Begin Data to use
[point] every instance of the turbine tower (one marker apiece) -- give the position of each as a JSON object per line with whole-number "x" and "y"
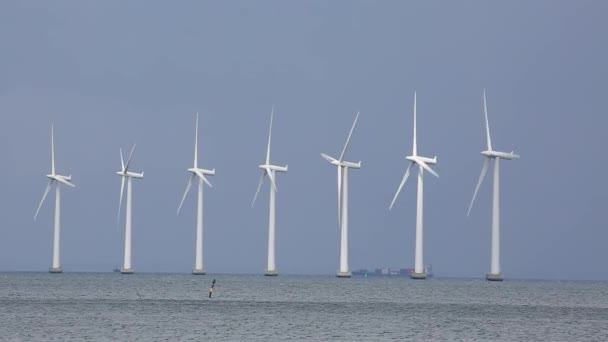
{"x": 269, "y": 170}
{"x": 54, "y": 180}
{"x": 195, "y": 171}
{"x": 423, "y": 164}
{"x": 126, "y": 174}
{"x": 495, "y": 272}
{"x": 342, "y": 167}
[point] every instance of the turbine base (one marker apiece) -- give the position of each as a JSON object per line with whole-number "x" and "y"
{"x": 418, "y": 276}
{"x": 494, "y": 277}
{"x": 346, "y": 274}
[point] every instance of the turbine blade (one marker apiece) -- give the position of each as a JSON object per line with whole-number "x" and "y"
{"x": 122, "y": 188}
{"x": 200, "y": 174}
{"x": 272, "y": 181}
{"x": 339, "y": 194}
{"x": 66, "y": 182}
{"x": 185, "y": 192}
{"x": 349, "y": 135}
{"x": 485, "y": 111}
{"x": 122, "y": 161}
{"x": 196, "y": 143}
{"x": 403, "y": 180}
{"x": 328, "y": 158}
{"x": 259, "y": 187}
{"x": 130, "y": 156}
{"x": 46, "y": 192}
{"x": 414, "y": 145}
{"x": 426, "y": 167}
{"x": 269, "y": 136}
{"x": 484, "y": 169}
{"x": 52, "y": 150}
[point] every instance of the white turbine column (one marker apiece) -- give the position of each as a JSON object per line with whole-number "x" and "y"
{"x": 198, "y": 268}
{"x": 127, "y": 269}
{"x": 495, "y": 263}
{"x": 272, "y": 269}
{"x": 344, "y": 270}
{"x": 418, "y": 262}
{"x": 56, "y": 267}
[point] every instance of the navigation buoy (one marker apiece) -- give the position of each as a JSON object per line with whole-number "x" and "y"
{"x": 211, "y": 289}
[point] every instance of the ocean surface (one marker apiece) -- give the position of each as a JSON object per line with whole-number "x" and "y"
{"x": 176, "y": 307}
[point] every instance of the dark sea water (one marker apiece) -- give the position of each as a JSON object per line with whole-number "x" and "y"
{"x": 176, "y": 307}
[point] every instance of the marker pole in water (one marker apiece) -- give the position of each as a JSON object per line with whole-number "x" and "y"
{"x": 211, "y": 289}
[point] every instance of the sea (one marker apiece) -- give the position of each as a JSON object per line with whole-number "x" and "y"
{"x": 177, "y": 307}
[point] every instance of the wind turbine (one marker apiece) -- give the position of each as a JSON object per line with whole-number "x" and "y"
{"x": 342, "y": 167}
{"x": 495, "y": 273}
{"x": 423, "y": 164}
{"x": 269, "y": 170}
{"x": 55, "y": 179}
{"x": 195, "y": 171}
{"x": 126, "y": 174}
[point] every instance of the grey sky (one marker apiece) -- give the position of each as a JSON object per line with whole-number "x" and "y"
{"x": 108, "y": 74}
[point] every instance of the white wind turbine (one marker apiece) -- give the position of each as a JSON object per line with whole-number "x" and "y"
{"x": 55, "y": 179}
{"x": 343, "y": 166}
{"x": 269, "y": 170}
{"x": 495, "y": 272}
{"x": 423, "y": 164}
{"x": 125, "y": 173}
{"x": 200, "y": 173}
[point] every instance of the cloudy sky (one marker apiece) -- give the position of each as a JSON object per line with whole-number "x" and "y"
{"x": 111, "y": 73}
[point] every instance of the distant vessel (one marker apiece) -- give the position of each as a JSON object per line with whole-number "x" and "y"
{"x": 388, "y": 272}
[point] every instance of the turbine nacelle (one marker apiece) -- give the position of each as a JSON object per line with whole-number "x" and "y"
{"x": 274, "y": 168}
{"x": 342, "y": 163}
{"x": 415, "y": 159}
{"x": 202, "y": 171}
{"x": 501, "y": 155}
{"x": 130, "y": 174}
{"x": 62, "y": 179}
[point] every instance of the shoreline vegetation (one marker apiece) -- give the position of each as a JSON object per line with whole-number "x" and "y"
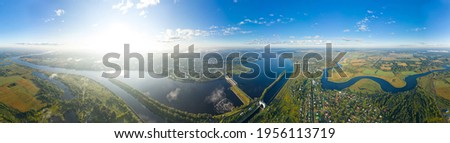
{"x": 91, "y": 103}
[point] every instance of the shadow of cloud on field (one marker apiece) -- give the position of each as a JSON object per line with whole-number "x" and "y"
{"x": 221, "y": 103}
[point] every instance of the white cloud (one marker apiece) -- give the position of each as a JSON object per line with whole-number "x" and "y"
{"x": 362, "y": 25}
{"x": 49, "y": 19}
{"x": 145, "y": 3}
{"x": 143, "y": 13}
{"x": 213, "y": 27}
{"x": 230, "y": 30}
{"x": 418, "y": 29}
{"x": 391, "y": 22}
{"x": 272, "y": 19}
{"x": 123, "y": 6}
{"x": 350, "y": 39}
{"x": 59, "y": 12}
{"x": 39, "y": 44}
{"x": 312, "y": 37}
{"x": 171, "y": 35}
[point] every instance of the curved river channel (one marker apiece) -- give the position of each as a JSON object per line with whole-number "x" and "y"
{"x": 411, "y": 82}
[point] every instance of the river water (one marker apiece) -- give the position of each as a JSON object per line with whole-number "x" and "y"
{"x": 411, "y": 82}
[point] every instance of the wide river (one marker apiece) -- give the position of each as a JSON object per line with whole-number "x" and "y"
{"x": 188, "y": 96}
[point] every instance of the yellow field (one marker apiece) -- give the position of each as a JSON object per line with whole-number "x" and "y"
{"x": 442, "y": 89}
{"x": 19, "y": 93}
{"x": 386, "y": 75}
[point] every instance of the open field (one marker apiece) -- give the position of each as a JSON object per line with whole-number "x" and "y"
{"x": 19, "y": 93}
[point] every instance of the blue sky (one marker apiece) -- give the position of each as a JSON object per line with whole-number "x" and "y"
{"x": 221, "y": 23}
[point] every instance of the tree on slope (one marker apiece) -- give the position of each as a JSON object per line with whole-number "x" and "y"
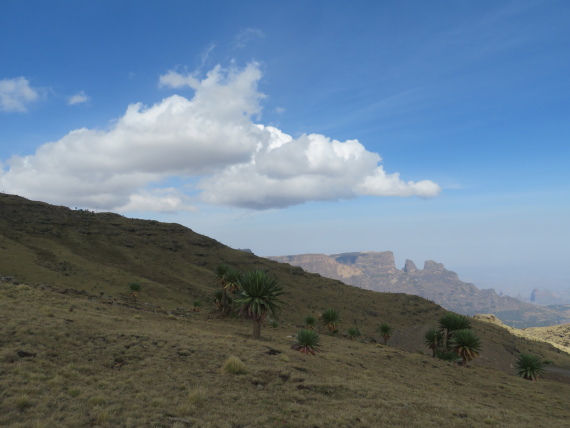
{"x": 386, "y": 331}
{"x": 433, "y": 339}
{"x": 451, "y": 322}
{"x": 530, "y": 367}
{"x": 258, "y": 298}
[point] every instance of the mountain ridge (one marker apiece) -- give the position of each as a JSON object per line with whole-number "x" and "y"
{"x": 377, "y": 271}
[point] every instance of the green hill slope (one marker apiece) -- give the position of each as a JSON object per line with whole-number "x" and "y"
{"x": 111, "y": 362}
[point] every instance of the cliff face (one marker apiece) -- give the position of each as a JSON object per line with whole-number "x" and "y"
{"x": 377, "y": 271}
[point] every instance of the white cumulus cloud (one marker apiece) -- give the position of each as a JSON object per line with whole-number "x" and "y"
{"x": 16, "y": 94}
{"x": 210, "y": 139}
{"x": 78, "y": 98}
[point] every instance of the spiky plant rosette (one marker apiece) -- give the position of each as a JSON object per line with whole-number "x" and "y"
{"x": 310, "y": 322}
{"x": 259, "y": 295}
{"x": 454, "y": 322}
{"x": 308, "y": 342}
{"x": 530, "y": 367}
{"x": 331, "y": 320}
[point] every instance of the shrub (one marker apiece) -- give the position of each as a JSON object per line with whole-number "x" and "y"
{"x": 530, "y": 367}
{"x": 259, "y": 297}
{"x": 386, "y": 331}
{"x": 331, "y": 320}
{"x": 135, "y": 289}
{"x": 310, "y": 322}
{"x": 308, "y": 342}
{"x": 433, "y": 339}
{"x": 353, "y": 333}
{"x": 234, "y": 365}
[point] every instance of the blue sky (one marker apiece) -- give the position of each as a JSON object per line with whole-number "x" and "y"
{"x": 282, "y": 126}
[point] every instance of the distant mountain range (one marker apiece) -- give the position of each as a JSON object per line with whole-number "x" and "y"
{"x": 377, "y": 271}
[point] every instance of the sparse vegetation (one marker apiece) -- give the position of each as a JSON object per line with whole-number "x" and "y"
{"x": 259, "y": 297}
{"x": 110, "y": 363}
{"x": 308, "y": 342}
{"x": 331, "y": 320}
{"x": 433, "y": 339}
{"x": 386, "y": 331}
{"x": 234, "y": 365}
{"x": 530, "y": 367}
{"x": 451, "y": 322}
{"x": 310, "y": 322}
{"x": 135, "y": 289}
{"x": 353, "y": 333}
{"x": 466, "y": 344}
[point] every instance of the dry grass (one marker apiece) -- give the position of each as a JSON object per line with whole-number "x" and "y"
{"x": 99, "y": 366}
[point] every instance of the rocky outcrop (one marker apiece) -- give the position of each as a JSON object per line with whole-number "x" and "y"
{"x": 377, "y": 271}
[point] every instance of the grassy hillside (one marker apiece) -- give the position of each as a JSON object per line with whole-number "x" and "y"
{"x": 75, "y": 350}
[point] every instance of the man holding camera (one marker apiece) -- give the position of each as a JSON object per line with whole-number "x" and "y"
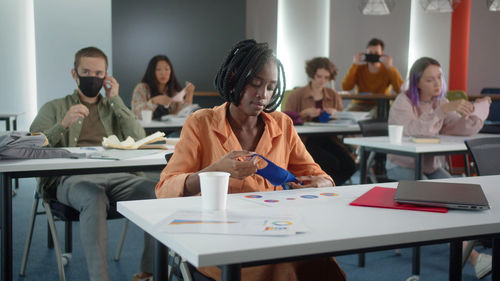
{"x": 372, "y": 72}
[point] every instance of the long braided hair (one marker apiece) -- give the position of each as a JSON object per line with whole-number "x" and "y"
{"x": 173, "y": 85}
{"x": 242, "y": 64}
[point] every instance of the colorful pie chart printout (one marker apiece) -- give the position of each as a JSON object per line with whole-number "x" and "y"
{"x": 230, "y": 223}
{"x": 290, "y": 197}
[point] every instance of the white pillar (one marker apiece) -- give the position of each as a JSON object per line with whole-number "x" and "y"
{"x": 303, "y": 33}
{"x": 429, "y": 36}
{"x": 17, "y": 74}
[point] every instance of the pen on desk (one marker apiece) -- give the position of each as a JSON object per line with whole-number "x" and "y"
{"x": 88, "y": 147}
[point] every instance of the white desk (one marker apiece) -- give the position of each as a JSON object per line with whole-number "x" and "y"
{"x": 174, "y": 124}
{"x": 335, "y": 229}
{"x": 306, "y": 129}
{"x": 448, "y": 145}
{"x": 8, "y": 118}
{"x": 10, "y": 169}
{"x": 327, "y": 129}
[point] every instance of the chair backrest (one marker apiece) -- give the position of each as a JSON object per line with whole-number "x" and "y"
{"x": 283, "y": 101}
{"x": 456, "y": 95}
{"x": 485, "y": 154}
{"x": 373, "y": 127}
{"x": 495, "y": 105}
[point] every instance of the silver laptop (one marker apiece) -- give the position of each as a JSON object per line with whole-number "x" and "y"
{"x": 442, "y": 194}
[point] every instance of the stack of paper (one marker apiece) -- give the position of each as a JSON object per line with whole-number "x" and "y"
{"x": 352, "y": 115}
{"x": 113, "y": 141}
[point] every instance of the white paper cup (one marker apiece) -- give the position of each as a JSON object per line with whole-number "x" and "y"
{"x": 214, "y": 187}
{"x": 146, "y": 115}
{"x": 395, "y": 133}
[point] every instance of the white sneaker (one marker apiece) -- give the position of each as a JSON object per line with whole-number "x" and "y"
{"x": 483, "y": 266}
{"x": 413, "y": 278}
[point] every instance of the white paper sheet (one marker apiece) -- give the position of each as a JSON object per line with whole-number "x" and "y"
{"x": 481, "y": 109}
{"x": 291, "y": 198}
{"x": 230, "y": 222}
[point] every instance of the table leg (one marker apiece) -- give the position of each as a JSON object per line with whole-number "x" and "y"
{"x": 160, "y": 262}
{"x": 495, "y": 273}
{"x": 383, "y": 109}
{"x": 6, "y": 225}
{"x": 455, "y": 261}
{"x": 362, "y": 180}
{"x": 415, "y": 263}
{"x": 418, "y": 167}
{"x": 362, "y": 165}
{"x": 466, "y": 164}
{"x": 231, "y": 272}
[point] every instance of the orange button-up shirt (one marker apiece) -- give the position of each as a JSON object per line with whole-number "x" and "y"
{"x": 207, "y": 136}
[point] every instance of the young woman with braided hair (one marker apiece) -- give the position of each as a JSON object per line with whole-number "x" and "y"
{"x": 251, "y": 80}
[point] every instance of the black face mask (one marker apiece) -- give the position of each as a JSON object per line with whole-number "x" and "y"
{"x": 90, "y": 85}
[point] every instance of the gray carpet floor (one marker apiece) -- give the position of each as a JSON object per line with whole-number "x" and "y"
{"x": 383, "y": 265}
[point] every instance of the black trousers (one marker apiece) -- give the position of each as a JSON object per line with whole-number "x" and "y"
{"x": 332, "y": 156}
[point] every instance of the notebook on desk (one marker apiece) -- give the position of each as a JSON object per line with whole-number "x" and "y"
{"x": 442, "y": 194}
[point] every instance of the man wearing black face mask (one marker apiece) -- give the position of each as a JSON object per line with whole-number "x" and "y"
{"x": 83, "y": 119}
{"x": 372, "y": 72}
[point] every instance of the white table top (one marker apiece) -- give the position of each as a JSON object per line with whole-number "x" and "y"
{"x": 333, "y": 226}
{"x": 9, "y": 115}
{"x": 26, "y": 165}
{"x": 447, "y": 143}
{"x": 308, "y": 128}
{"x": 326, "y": 128}
{"x": 172, "y": 123}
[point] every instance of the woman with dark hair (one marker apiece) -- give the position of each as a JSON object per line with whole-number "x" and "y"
{"x": 423, "y": 110}
{"x": 310, "y": 101}
{"x": 160, "y": 91}
{"x": 251, "y": 81}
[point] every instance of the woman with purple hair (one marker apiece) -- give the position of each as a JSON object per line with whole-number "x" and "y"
{"x": 424, "y": 111}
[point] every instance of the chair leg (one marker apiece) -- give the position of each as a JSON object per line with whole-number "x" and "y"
{"x": 29, "y": 236}
{"x": 369, "y": 164}
{"x": 68, "y": 237}
{"x": 122, "y": 240}
{"x": 57, "y": 248}
{"x": 50, "y": 242}
{"x": 186, "y": 273}
{"x": 466, "y": 251}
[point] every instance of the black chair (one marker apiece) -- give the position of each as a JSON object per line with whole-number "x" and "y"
{"x": 58, "y": 211}
{"x": 375, "y": 128}
{"x": 492, "y": 123}
{"x": 485, "y": 154}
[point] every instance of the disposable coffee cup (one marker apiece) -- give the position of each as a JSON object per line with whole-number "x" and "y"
{"x": 395, "y": 133}
{"x": 146, "y": 115}
{"x": 214, "y": 187}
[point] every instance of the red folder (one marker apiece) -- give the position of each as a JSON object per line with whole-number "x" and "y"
{"x": 383, "y": 197}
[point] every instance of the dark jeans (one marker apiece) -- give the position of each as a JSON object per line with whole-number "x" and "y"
{"x": 332, "y": 156}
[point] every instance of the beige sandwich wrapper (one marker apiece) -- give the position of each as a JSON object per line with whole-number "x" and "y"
{"x": 156, "y": 140}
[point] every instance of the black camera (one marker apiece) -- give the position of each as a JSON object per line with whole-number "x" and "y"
{"x": 372, "y": 58}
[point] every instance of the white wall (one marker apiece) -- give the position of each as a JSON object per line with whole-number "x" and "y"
{"x": 484, "y": 48}
{"x": 430, "y": 36}
{"x": 62, "y": 28}
{"x": 262, "y": 21}
{"x": 351, "y": 31}
{"x": 17, "y": 74}
{"x": 303, "y": 33}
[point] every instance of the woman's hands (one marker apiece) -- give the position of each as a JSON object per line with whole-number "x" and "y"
{"x": 310, "y": 113}
{"x": 161, "y": 99}
{"x": 461, "y": 106}
{"x": 236, "y": 162}
{"x": 312, "y": 181}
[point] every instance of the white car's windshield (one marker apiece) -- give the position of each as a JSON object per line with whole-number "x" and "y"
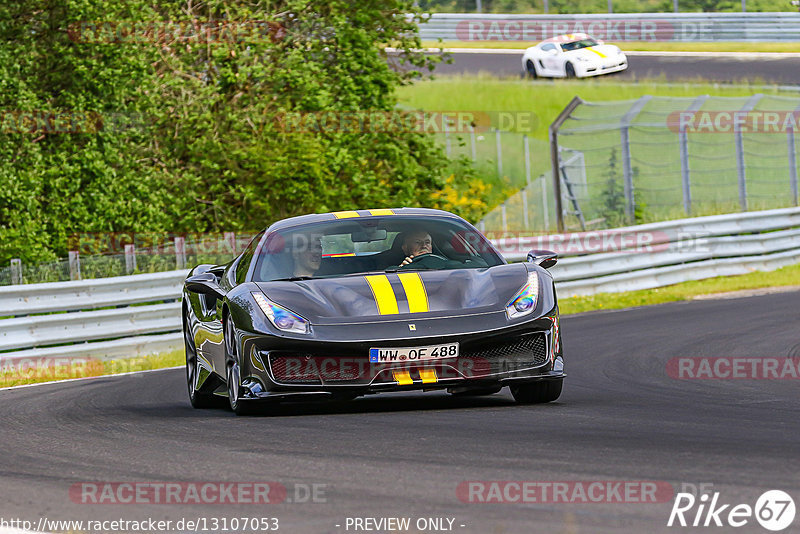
{"x": 576, "y": 45}
{"x": 353, "y": 246}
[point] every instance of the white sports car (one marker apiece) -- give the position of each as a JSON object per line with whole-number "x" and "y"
{"x": 574, "y": 55}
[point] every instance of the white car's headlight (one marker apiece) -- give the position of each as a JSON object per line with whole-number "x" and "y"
{"x": 524, "y": 302}
{"x": 280, "y": 317}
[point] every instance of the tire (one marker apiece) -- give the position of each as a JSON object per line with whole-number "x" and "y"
{"x": 531, "y": 70}
{"x": 537, "y": 392}
{"x": 474, "y": 392}
{"x": 198, "y": 399}
{"x": 233, "y": 376}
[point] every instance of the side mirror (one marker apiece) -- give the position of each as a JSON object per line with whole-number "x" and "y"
{"x": 543, "y": 258}
{"x": 205, "y": 283}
End Data to use
Given exercise:
Copy out, word for word, every line of the entries from the one containing "[point] every instance of the white car's windshield" through the last line of the entries, leaving out the pictures.

Result for this exercise:
[point] every instance of the white car's windshield (one marker apiece) -- give the position of each as a JSON object per line with whole-number "x" and "y"
{"x": 576, "y": 45}
{"x": 353, "y": 246}
[point] every instance of the white sports car (one marker apiece) -- give the position of each as a JSON object per line with whole-number "x" and "y"
{"x": 574, "y": 55}
[point] every instance of the white car's headlight (one marker apiece) -- give the position of each as a JSON object per line with whole-number "x" and "y"
{"x": 524, "y": 302}
{"x": 280, "y": 317}
[point] every instance of the tire (one marker apiece) -- give the position of each as a JSON object per line with whole-number "x" and "y"
{"x": 531, "y": 70}
{"x": 537, "y": 392}
{"x": 474, "y": 392}
{"x": 198, "y": 399}
{"x": 233, "y": 376}
[point] every instance of the side mirror (one marker apiece) -- give the position of each as a JSON object per line with whole-number "x" and "y"
{"x": 543, "y": 258}
{"x": 205, "y": 283}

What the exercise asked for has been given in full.